▶ TASK DETAILS:
Write out the lines below as a JSON list of strings, one string per line, leaving out any blank lines.

________________________

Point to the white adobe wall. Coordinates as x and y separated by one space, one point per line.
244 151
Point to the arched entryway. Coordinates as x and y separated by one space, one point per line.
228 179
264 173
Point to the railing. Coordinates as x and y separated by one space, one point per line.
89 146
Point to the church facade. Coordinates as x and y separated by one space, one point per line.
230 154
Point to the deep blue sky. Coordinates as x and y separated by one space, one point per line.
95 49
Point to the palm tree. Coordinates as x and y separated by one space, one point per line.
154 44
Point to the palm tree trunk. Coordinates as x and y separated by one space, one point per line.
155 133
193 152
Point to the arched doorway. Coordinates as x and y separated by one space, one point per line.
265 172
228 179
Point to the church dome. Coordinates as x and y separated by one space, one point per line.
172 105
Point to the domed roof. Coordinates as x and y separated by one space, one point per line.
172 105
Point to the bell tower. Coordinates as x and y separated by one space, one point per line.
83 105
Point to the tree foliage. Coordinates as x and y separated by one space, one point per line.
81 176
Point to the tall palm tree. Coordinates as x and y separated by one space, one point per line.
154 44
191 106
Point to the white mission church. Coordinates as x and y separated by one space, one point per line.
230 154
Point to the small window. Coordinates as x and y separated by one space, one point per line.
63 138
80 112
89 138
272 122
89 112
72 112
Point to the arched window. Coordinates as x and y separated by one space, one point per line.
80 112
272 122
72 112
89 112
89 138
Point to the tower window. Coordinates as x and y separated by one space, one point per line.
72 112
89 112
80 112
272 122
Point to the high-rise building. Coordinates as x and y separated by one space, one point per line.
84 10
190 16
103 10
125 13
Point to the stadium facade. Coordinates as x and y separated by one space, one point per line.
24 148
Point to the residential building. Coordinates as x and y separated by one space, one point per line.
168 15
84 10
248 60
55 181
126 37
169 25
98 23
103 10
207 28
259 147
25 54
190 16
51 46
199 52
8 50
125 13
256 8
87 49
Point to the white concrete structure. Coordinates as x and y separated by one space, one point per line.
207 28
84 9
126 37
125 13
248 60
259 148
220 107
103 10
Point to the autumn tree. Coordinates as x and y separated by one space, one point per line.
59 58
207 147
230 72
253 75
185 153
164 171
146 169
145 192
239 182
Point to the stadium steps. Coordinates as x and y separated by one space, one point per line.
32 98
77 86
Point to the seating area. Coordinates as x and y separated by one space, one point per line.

________________________

▶ CORRECT RESULT:
[
  "Point to the white adobe wall. Coordinates as x and y separated by one space, one point per line.",
  "244 151",
  "Point to the arched entryway. Coordinates as x and y separated by one space, one point per line.",
  "228 179",
  "264 173",
  "Point to the railing. Coordinates as x and y separated by one space, one point per line.",
  "89 146",
  "Point to the church facade. Coordinates as x and y separated by one space, one point per line.",
  "230 154",
  "Point to the deep blue sky. Coordinates as x and y separated by one space, one point per line.",
  "95 49",
  "Point to the palm tree. Coordinates as x and y separated by one space, one point per line.",
  "154 44",
  "Point to the palm tree trunk. Coordinates as x and y separated by one space, one point per line.",
  "155 133",
  "193 152",
  "Point to the arched doorway. Coordinates as x and y separated by one space, one point per line.",
  "265 172",
  "228 179",
  "Point to the church dome. Coordinates as x and y separated by one space, one point per line.",
  "172 105",
  "Point to the domed roof. Coordinates as x and y separated by one space, one point per line.",
  "172 105",
  "Point to the bell tower. Coordinates as x and y separated by one space, one point per line.",
  "83 105",
  "Point to the tree foliage. Coordinates as x and y separated by one space, one point per line.",
  "81 176",
  "Point to the tall palm tree. Coordinates as x and y separated by one space, one point per line.",
  "154 44",
  "191 106",
  "Point to the white mission church. Coordinates as x and y separated by one space, one point per line.",
  "230 154",
  "Point to the small window. Coordinates as x and y separated by one space, one point per line.",
  "63 138",
  "80 112",
  "89 138",
  "272 122",
  "89 112",
  "72 112",
  "Point to the arched window. Coordinates as x and y separated by one space, one point per line.",
  "80 112",
  "272 122",
  "72 112",
  "89 112",
  "89 138",
  "Point to the tower window. Coordinates as x and y separated by one space, one point per line.",
  "72 112",
  "89 112",
  "80 112",
  "272 122",
  "Point to the high-rise building. Coordinates as x and y separated by one space, one point per line.",
  "84 10",
  "190 16",
  "103 10",
  "125 13",
  "Point to the stadium facade. Coordinates as x and y separated by one space, one point per line.",
  "24 148",
  "Point to the residential building. Coordinates as x and y separated by one space, one point per line.",
  "168 15",
  "84 10",
  "248 60",
  "55 181",
  "126 37",
  "169 25",
  "98 23",
  "103 10",
  "207 28",
  "259 147",
  "25 54",
  "190 16",
  "51 46",
  "199 52",
  "8 50",
  "125 13",
  "256 8",
  "87 49",
  "Point to the white concrete structure. Coordinates as x and y separated by one space, one point per line.",
  "207 28",
  "84 9",
  "126 37",
  "125 13",
  "248 60",
  "259 148",
  "220 107",
  "103 10",
  "Point to the autumn tree. Coordinates as x and y separated by one space, one point per line.",
  "59 58",
  "207 147",
  "230 72",
  "253 75",
  "185 153",
  "164 171",
  "146 169",
  "145 192",
  "239 182",
  "Point to the stadium steps. Coordinates as x and y separated by one space, one point per line.",
  "32 98",
  "77 86",
  "Point to the seating area. Coordinates as x and y separated by one space, one point per line."
]